**Set task**: Give back, word for word, the stretch of items from the start through the line containing "[0,88,235,180]", including both ends.

(A run of records)
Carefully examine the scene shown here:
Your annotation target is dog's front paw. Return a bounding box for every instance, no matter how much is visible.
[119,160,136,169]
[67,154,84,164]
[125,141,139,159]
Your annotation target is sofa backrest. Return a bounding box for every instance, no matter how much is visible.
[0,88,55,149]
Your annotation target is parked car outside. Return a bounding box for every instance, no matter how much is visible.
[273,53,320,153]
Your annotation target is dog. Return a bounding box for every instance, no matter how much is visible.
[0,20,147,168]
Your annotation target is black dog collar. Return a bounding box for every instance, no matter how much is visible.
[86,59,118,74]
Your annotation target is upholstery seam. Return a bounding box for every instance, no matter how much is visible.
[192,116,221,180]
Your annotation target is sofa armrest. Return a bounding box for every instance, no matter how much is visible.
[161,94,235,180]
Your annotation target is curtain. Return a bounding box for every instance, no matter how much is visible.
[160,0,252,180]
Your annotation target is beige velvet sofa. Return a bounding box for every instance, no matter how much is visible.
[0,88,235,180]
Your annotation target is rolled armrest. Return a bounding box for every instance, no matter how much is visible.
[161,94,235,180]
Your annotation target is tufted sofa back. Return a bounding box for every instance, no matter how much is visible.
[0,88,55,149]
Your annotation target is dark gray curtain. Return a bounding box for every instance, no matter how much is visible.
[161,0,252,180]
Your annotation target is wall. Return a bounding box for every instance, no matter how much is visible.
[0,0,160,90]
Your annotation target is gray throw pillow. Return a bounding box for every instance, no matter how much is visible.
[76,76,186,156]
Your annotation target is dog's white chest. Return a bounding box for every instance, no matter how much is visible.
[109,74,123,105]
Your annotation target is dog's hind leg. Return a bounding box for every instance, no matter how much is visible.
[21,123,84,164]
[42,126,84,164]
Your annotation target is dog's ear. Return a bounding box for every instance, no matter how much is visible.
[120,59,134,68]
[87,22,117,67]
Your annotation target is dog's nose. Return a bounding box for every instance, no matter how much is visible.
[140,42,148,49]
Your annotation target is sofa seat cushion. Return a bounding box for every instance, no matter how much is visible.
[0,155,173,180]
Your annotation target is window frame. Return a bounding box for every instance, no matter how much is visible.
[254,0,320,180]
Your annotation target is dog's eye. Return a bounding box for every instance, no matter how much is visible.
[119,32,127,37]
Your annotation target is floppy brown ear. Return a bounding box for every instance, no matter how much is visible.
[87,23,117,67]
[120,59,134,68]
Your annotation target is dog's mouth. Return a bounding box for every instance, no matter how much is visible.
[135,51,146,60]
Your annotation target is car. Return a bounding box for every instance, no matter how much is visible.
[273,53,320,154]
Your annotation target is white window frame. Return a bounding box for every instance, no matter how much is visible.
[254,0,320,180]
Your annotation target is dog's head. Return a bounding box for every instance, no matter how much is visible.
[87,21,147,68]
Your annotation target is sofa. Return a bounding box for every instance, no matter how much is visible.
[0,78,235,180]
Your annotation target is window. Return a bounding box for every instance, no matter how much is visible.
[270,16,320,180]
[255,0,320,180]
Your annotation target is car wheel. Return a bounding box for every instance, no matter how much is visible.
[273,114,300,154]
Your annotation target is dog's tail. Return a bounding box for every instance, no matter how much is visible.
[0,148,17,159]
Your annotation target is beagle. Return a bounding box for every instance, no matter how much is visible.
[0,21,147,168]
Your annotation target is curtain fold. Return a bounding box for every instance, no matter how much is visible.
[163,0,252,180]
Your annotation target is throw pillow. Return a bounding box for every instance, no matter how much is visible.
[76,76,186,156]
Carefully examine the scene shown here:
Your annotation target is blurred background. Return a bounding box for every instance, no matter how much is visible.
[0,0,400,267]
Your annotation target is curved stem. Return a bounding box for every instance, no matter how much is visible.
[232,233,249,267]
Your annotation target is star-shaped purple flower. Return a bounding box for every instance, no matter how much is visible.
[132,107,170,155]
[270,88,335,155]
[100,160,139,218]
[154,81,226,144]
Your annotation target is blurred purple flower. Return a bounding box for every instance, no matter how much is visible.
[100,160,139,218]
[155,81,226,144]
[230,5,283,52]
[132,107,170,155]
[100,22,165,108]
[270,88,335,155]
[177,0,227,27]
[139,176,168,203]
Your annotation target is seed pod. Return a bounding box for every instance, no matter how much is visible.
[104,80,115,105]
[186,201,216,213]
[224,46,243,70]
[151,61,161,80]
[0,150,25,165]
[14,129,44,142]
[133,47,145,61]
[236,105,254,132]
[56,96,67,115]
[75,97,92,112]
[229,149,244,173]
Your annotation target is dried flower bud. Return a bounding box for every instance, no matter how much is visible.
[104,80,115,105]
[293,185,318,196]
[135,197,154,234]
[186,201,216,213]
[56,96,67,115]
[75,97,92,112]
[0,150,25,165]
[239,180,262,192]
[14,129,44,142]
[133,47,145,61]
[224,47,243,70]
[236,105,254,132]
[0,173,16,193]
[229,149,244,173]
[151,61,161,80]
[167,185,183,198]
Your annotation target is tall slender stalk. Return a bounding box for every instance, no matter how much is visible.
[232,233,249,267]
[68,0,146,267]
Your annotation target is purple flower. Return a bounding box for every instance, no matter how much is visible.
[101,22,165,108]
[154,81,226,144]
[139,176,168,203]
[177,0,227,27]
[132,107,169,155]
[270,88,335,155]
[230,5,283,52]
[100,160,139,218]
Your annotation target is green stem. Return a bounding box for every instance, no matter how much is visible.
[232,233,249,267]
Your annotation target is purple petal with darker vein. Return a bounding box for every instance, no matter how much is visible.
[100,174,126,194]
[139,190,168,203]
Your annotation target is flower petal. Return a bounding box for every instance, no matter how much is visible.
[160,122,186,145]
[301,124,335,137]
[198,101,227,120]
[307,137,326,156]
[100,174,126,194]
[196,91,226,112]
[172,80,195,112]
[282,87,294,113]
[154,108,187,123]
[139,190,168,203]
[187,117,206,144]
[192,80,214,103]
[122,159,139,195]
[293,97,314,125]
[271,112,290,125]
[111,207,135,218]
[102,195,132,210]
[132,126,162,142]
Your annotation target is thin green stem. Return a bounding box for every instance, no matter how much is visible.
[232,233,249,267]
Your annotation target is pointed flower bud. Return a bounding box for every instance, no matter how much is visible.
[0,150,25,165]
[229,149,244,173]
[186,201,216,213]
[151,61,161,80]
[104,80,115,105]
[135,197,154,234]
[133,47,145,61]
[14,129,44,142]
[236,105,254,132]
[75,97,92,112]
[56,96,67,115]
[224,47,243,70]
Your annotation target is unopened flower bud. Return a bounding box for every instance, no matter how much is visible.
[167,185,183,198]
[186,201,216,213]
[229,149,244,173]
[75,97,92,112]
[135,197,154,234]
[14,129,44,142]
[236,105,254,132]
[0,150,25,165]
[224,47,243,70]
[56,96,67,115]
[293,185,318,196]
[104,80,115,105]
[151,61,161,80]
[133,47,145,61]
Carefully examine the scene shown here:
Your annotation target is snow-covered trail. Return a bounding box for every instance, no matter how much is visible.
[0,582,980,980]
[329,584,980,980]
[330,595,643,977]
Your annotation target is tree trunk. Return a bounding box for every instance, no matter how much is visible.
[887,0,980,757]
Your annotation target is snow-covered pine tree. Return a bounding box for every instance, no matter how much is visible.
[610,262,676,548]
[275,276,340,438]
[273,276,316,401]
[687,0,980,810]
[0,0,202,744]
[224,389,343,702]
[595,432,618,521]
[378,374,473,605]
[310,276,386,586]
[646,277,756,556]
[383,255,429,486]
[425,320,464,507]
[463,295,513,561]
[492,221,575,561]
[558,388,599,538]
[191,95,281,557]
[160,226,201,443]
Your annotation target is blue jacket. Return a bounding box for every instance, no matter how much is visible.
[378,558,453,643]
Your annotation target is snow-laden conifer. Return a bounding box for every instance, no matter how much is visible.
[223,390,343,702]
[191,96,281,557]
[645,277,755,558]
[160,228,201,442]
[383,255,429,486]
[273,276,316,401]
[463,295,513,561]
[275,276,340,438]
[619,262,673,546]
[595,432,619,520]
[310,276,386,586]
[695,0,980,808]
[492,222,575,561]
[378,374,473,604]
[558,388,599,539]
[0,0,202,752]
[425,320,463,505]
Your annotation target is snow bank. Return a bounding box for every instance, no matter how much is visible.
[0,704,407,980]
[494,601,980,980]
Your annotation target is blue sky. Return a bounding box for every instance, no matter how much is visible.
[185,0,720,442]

**Answer below**:
Carefully examine the scene shown here:
Your annotation target is dog's front paw. Return a bounding box for every instance, no matter how much is visible.
[119,160,136,169]
[67,154,84,164]
[125,141,139,159]
Your annotation target is sofa backrest. Return a bounding box for every instance, no matter how much is visible.
[0,88,55,149]
Your annotation target is parked car outside. Return a bounding box for every instance, no matter how much is visible.
[273,53,320,153]
Your annotation target is dog. Return a bounding box for every instance, no matter how much is visible.
[0,20,147,168]
Your annotation target is black dog collar. Return a bounding box for every instance, no matter how much is visible.
[86,59,118,74]
Your annotation target is upholstery seam. Return a bounding box for every instance, no matter how much is visible.
[192,116,221,180]
Your annotation target is sofa armrest. Return a bounding box for every instance, no matter how much is visible.
[161,94,235,180]
Your annotation target is curtain. Return a bounding box for every instance, no matter how much is visible.
[160,0,252,180]
Your annotation target is beige velvet sofa. Return a bounding box for every instance, no matter how much is visible.
[0,88,235,180]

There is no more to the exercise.